(Dataset records on object locations)
○ ○ ○ ○ ○ ○ ○
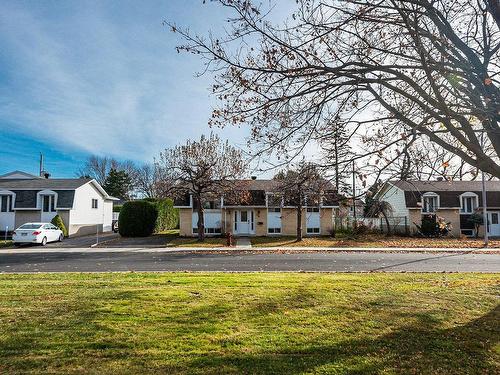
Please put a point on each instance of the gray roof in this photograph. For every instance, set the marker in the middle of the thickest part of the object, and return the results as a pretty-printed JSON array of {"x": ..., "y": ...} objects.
[
  {"x": 44, "y": 183},
  {"x": 422, "y": 186}
]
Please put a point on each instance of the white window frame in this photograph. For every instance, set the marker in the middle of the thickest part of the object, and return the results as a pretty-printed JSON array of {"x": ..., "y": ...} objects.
[
  {"x": 52, "y": 202},
  {"x": 468, "y": 195},
  {"x": 10, "y": 202},
  {"x": 430, "y": 194}
]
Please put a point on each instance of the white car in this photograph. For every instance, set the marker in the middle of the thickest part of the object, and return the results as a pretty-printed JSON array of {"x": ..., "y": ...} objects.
[{"x": 37, "y": 233}]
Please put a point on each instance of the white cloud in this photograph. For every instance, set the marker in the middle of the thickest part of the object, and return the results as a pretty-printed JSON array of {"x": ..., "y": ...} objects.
[{"x": 85, "y": 78}]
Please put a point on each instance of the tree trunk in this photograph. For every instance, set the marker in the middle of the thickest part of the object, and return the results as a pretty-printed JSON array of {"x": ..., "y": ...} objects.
[
  {"x": 299, "y": 223},
  {"x": 387, "y": 223}
]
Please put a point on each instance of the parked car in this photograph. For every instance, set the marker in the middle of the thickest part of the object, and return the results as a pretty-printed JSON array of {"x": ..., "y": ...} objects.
[{"x": 37, "y": 233}]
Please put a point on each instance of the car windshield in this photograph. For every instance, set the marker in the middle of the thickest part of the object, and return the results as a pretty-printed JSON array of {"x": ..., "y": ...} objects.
[{"x": 30, "y": 226}]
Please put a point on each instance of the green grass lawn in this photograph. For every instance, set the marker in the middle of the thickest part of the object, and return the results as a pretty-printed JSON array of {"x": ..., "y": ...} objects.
[{"x": 281, "y": 323}]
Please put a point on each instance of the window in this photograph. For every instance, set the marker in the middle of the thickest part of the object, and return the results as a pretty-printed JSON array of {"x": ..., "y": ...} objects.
[
  {"x": 430, "y": 202},
  {"x": 313, "y": 230},
  {"x": 494, "y": 218},
  {"x": 212, "y": 205},
  {"x": 468, "y": 203},
  {"x": 273, "y": 230},
  {"x": 48, "y": 203},
  {"x": 5, "y": 203}
]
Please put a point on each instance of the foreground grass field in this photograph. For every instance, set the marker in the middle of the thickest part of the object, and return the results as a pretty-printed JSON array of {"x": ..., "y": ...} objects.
[{"x": 250, "y": 323}]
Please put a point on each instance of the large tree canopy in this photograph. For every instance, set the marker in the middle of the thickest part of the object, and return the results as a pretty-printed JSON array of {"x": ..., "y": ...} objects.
[
  {"x": 394, "y": 70},
  {"x": 205, "y": 169}
]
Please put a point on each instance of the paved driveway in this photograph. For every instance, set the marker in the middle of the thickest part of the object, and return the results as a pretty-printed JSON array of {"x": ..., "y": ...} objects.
[
  {"x": 76, "y": 242},
  {"x": 244, "y": 262}
]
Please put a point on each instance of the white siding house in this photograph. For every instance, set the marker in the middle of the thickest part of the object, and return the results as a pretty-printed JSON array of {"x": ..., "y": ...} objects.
[{"x": 82, "y": 203}]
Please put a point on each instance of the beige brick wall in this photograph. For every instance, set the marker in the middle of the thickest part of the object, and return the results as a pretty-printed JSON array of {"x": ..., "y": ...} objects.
[
  {"x": 185, "y": 222},
  {"x": 261, "y": 221},
  {"x": 288, "y": 221},
  {"x": 227, "y": 220},
  {"x": 415, "y": 217},
  {"x": 326, "y": 221},
  {"x": 453, "y": 216},
  {"x": 84, "y": 230}
]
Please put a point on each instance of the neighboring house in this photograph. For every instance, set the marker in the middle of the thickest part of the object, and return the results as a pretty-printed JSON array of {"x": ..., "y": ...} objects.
[
  {"x": 360, "y": 205},
  {"x": 82, "y": 203},
  {"x": 254, "y": 209},
  {"x": 455, "y": 201}
]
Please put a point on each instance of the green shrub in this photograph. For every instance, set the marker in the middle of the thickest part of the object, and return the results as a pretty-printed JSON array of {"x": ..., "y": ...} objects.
[
  {"x": 57, "y": 221},
  {"x": 137, "y": 219}
]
○ ○ ○ ○ ○ ○ ○
Can you format all of the data above as a JSON list of strings, one string per line, skipping blank lines and leaving out the pictures?

→ **Exercise output**
[
  "Please put a point on each instance of the gray roof in this photograph. For every instance, set the marker in the middle of the thickest part of the object, and return the results as a pretty-printed JSON array of {\"x\": ..., \"y\": ...} objects.",
  "[",
  "  {\"x\": 44, \"y\": 183},",
  "  {\"x\": 422, \"y\": 186}",
  "]",
  "Please put a point on each instance of the white window frame in this photograph. For every instance, set the marker in the middle of the thickest part of the object, and return the results as a pretty-printed JSON array of {\"x\": ..., \"y\": ...} objects.",
  "[",
  "  {\"x\": 52, \"y\": 202},",
  "  {\"x\": 468, \"y\": 195},",
  "  {\"x\": 10, \"y\": 202},",
  "  {\"x\": 430, \"y\": 194}",
  "]",
  "Please put a point on each instance of the white car in this photograph. For every instance, set the marker in the middle of the thickest part of the object, and return the results as a pretty-printed JSON array of {\"x\": ..., \"y\": ...} objects.",
  "[{\"x\": 37, \"y\": 233}]",
  "Please put a point on each instance of the white cloud in this photograph. For every instance, set the marker in the middle of the thickest part of the object, and return the results as a pretty-printed JSON array of {\"x\": ..., \"y\": ...} objects.",
  "[{\"x\": 85, \"y\": 78}]",
  "Please put a point on each instance of the tree trunk in this photograph. For every instance, set the marker in the middle of the thickest part of the object, and return the results as a pretty-printed JSON array of {\"x\": ..., \"y\": ...} objects.",
  "[",
  "  {\"x\": 299, \"y\": 223},",
  "  {\"x\": 387, \"y\": 223}",
  "]",
  "Please put a point on each instance of the parked car in this photograph. For every instance, set the marker in the middle of the thickest part of the object, and return the results as a pretty-printed JSON array of {\"x\": ..., \"y\": ...} objects.",
  "[{\"x\": 37, \"y\": 233}]",
  "Please put a point on each instance of the car windshield in this photograph. For every instance, set the marker in the middle of the thickest part of the object, and return the results as a pretty-printed JSON array of {\"x\": ..., \"y\": ...} objects.",
  "[{\"x\": 30, \"y\": 226}]",
  "Please put a point on each instance of the green grass lawn in this photograph. For every instance, set the marker in the middle of the thickest part of the object, and return the results as a pretty-printed JSON array of {\"x\": ..., \"y\": ...} objects.",
  "[{\"x\": 281, \"y\": 323}]",
  "Please put a point on each instance of the window in this photograph. For every instance, set the marker in the middle of the thickest part of the object, and return the results as a pretty-printed JSON array of {\"x\": ..., \"y\": ...} objects.",
  "[",
  "  {\"x\": 430, \"y\": 202},",
  "  {\"x\": 313, \"y\": 230},",
  "  {\"x\": 494, \"y\": 218},",
  "  {\"x\": 212, \"y\": 205},",
  "  {\"x\": 468, \"y\": 203},",
  "  {\"x\": 273, \"y\": 230},",
  "  {\"x\": 48, \"y\": 203},",
  "  {\"x\": 5, \"y\": 203}",
  "]",
  "Please put a point on each instance of the foreground grass field in this photograph. For every instance, set the marker in the middle of the thickest part of the object, and return the results as a pretty-printed JSON array of {\"x\": ..., \"y\": ...} objects.",
  "[{\"x\": 250, \"y\": 323}]",
  "Please put a point on each instance of the large tree canopy in this photograph. For every instance, set the marker in the middle of the thickest part of the object, and return the results as a pretty-printed JSON array of {\"x\": ..., \"y\": ...} objects.",
  "[",
  "  {\"x\": 394, \"y\": 70},",
  "  {\"x\": 205, \"y\": 169}",
  "]",
  "Please put a point on each instance of the paved driveway in this photograph. For every instance, set the marker in the middle of the thickest part of the object, and return the results as a pretty-printed JSON array of {\"x\": ..., \"y\": ...} objects.",
  "[",
  "  {\"x\": 76, \"y\": 242},",
  "  {\"x\": 244, \"y\": 262}",
  "]",
  "Please put a point on each instance of the white siding house in this photograph. For every instance, set the marker in the middle of the thickest part of the object, and return the results as a pretty-printed JSON array of {\"x\": ..., \"y\": ...} objects.",
  "[{\"x\": 82, \"y\": 203}]",
  "Please put a point on each instance of the beige brick wall in this photograph. For every instance, set the marker in the middle of the thickest part of the object, and return the results as a pretty-printed JSON array of {\"x\": ..., \"y\": ...} objects.",
  "[",
  "  {\"x\": 185, \"y\": 222},",
  "  {\"x\": 261, \"y\": 221},",
  "  {\"x\": 288, \"y\": 221},",
  "  {\"x\": 227, \"y\": 220},",
  "  {\"x\": 415, \"y\": 217},",
  "  {\"x\": 326, \"y\": 221},",
  "  {\"x\": 453, \"y\": 216},",
  "  {\"x\": 84, \"y\": 230}",
  "]",
  "Please put a point on each instance of the neighboring house in this photograph. For every instance, set the marker in the middle of the thickest part of the object, and return the results as a pretty-printed JSON array of {\"x\": ..., \"y\": ...} objects.",
  "[",
  "  {\"x\": 360, \"y\": 205},",
  "  {\"x\": 82, \"y\": 203},",
  "  {\"x\": 254, \"y\": 209},",
  "  {\"x\": 455, \"y\": 201}",
  "]",
  "Please put a point on each instance of the green shrub in this photograph. For every instance, set the marker in the middle of the thickest part of the object, and return the results as a pretty-printed JSON array of {\"x\": ..., \"y\": ...} objects.",
  "[",
  "  {\"x\": 57, \"y\": 221},",
  "  {\"x\": 137, \"y\": 219}",
  "]"
]